** Opening Source data block **
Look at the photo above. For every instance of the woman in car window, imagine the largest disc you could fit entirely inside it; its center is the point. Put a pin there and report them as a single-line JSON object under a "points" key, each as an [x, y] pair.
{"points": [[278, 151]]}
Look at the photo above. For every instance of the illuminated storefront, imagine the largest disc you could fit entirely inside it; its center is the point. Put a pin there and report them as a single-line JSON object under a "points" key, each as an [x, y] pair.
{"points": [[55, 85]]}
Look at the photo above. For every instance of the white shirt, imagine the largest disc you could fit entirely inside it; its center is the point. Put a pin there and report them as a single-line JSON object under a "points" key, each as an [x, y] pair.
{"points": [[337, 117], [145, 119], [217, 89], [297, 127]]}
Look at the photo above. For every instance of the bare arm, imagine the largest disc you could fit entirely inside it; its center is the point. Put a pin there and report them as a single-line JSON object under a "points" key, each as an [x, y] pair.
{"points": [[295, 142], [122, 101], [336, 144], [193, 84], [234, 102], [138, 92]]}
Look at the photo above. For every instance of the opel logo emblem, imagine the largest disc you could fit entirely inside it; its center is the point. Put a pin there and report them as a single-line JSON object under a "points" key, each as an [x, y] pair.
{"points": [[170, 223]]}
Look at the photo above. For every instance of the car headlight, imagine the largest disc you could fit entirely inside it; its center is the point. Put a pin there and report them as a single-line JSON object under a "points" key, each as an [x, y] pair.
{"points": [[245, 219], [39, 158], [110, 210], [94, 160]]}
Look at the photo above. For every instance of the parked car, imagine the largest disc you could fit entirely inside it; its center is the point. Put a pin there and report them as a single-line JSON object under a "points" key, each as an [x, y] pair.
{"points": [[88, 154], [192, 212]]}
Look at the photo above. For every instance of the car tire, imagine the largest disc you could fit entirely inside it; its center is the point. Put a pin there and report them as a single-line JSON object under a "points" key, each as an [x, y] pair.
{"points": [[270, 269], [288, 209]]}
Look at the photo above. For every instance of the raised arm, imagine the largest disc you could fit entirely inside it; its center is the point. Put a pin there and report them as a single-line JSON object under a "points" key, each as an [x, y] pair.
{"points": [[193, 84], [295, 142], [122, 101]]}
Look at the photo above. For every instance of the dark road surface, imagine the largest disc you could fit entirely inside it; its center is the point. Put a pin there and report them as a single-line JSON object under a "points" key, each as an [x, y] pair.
** Closing Source data block **
Instructions to follow
An exact transcription of every record above is required.

Exercise response
Look at the photo above. For every instance of the woman in car window, imagine the largest disc you could fit entirely inside it; its center is the point. Put a pin there and report them as a single-line JSON object under a "points" key, each as an [x, y] pair.
{"points": [[278, 151]]}
Look at the photo above. For every instance of the illuminated storefront, imagine the largest disc you could fit entirely inside it; its center is the point. Put a pin there and report them as a single-line JSON object under a "points" key, each as an [x, y] pair.
{"points": [[55, 85]]}
Look at the photo above. For every instance of the white shirt, imagine the largest disc you could fit entirely inside it; its center is the point. Put a pin there and report them as a single-line JSON object under a "points" key, each as an [x, y] pair.
{"points": [[337, 117], [145, 119], [217, 89], [297, 127]]}
Look at the photo above. For every instance of the bare arm, imagine the largest disc you could fit entirely inside it; its center is the point. Put a pin there and report them as a single-line JSON object under a "points" key, each as an [x, y] pair.
{"points": [[295, 142], [122, 101], [336, 144], [193, 84], [234, 102], [138, 92]]}
Look at the photo above. For every instance of the opel logo emblem, imagine the largest disc you could fit entirely inside it; its center is the point. Put a pin there and report them as a single-line JSON object under a "points" key, each as an [x, y] pair.
{"points": [[170, 223]]}
Look at the photo above. For every instance of the car headlight, imagine the largest disc you could fit entirely inside it; its center is the point. Put a pin there and report them as a single-line JSON object under a "points" key, each as an [x, y] pair.
{"points": [[245, 219], [39, 158], [110, 210], [94, 160]]}
Look at the photo above. For every instance of the parked car, imagine the largest disc you could fit entirely inside it; its center is the point. Put a pin there and report them as a single-line JSON object under a "points" key, each as an [x, y] pair.
{"points": [[88, 154], [192, 212]]}
Look at the photo above. For every instance of the car tire, imagine the largest disc you could fit entirely inside it; its center is the point. Put a pin there and report them as a single-line JSON object under a "points" key, each as an [x, y] pair.
{"points": [[270, 269], [288, 209]]}
Look at the photo above. For every instance of the raised arm, imagine the largest disc you could fit entirely inside it; its center is the point. Put a pin there and report them as a single-line JSON object under a "points" key, each as an [x, y] pair.
{"points": [[193, 84], [295, 142], [122, 101]]}
Look at the photo above. For every instance of the dark road surface, imagine the largest disc you could fit entirely inside it; its center is the point. Put a pin there and report them as a single-line JSON object under a "points" key, each as an [x, y] pair.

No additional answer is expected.